WHAT YOU NEED TO DO -
Put every line of the records below into a JSON list of strings, one string per line, leaving out blank lines and the pictures.

Records:
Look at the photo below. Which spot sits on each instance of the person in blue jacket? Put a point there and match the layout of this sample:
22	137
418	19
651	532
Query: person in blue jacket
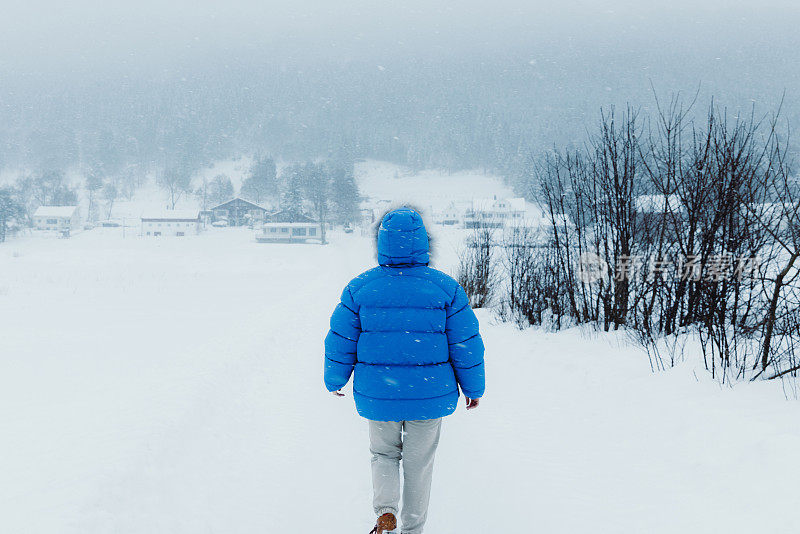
408	334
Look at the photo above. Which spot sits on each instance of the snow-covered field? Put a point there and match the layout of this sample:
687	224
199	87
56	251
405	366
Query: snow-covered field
175	386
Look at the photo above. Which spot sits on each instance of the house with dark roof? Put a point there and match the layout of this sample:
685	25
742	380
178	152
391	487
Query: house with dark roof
239	212
61	219
288	216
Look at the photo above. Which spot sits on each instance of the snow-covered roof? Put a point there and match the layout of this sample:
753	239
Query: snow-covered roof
55	211
171	215
487	204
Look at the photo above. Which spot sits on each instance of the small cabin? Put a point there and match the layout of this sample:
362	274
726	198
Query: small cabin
494	212
61	219
176	223
290	232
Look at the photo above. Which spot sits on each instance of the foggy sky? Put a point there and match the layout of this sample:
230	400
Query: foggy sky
40	35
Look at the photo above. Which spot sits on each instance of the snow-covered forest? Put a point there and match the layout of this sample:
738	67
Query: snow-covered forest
185	190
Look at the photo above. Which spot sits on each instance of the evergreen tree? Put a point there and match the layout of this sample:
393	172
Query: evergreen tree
345	197
292	196
262	182
11	209
50	189
94	183
220	190
317	188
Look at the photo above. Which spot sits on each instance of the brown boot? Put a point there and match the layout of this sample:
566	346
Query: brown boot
387	522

RESPONSE TO THIS TASK -
[
  "Look at the photo below. Which spot sits on each instance of the person in blue jacket? Put a point there and match the layout of this sample:",
  "22\t137",
  "418\t19",
  "651\t532",
  "Query: person in blue jacket",
  "408\t334",
  "Look at the photo above. Which spot sits on each instance of the snow-covered field? Put a point there and match the layout of this sample:",
  "687\t224",
  "199\t87",
  "56\t251",
  "405\t366",
  "Query: snow-covered field",
  "175\t386",
  "Look at the photo above. Which spot sits on each instance of the house with dark roof? Put a point there and match the layout of this sample:",
  "685\t25",
  "742\t380",
  "178\t152",
  "391\t487",
  "Query: house with dark roof",
  "239\t212",
  "61\t219",
  "288\t216",
  "Look at the photo above. Which spot sits on each instance of the snow-covered roof? Put a point there and match the layout of this sample:",
  "753\t239",
  "Query: snow-covered roof",
  "55\t211",
  "171\t215",
  "487\t204",
  "Look at the photo above. Which spot sits on each instance of the small cabin? Put a point there and match the layout of this sample:",
  "362\t274",
  "726\t198",
  "Query: small cabin",
  "494\t212",
  "61\t219",
  "176\t223",
  "290\t232",
  "Look at the photo above. Which spot sits on each instance of the foggy sky? Put a point there and match the layout of this sample:",
  "230\t400",
  "Query: foggy sky",
  "40\t35",
  "Look at the photo above. Which spot sits on each instance of the snow-covered forest? Put a point there and match the layout of this sample:",
  "738\t67",
  "Query: snow-covered forest",
  "185\t190",
  "Look at the photo above. Which spot sits on each instance of the evergreen tree? Put a point there and match the layout of this sample:",
  "393\t172",
  "Query: evergreen tree",
  "345\t197",
  "292\t196",
  "262\t182",
  "11\t209",
  "50\t189",
  "94\t183",
  "220\t190",
  "317\t188",
  "Look at the photo above. Which spot sits on each instance of the brown boot? Put a point there and match the layout of this sample:",
  "566\t346",
  "Query: brown boot",
  "387\t522"
]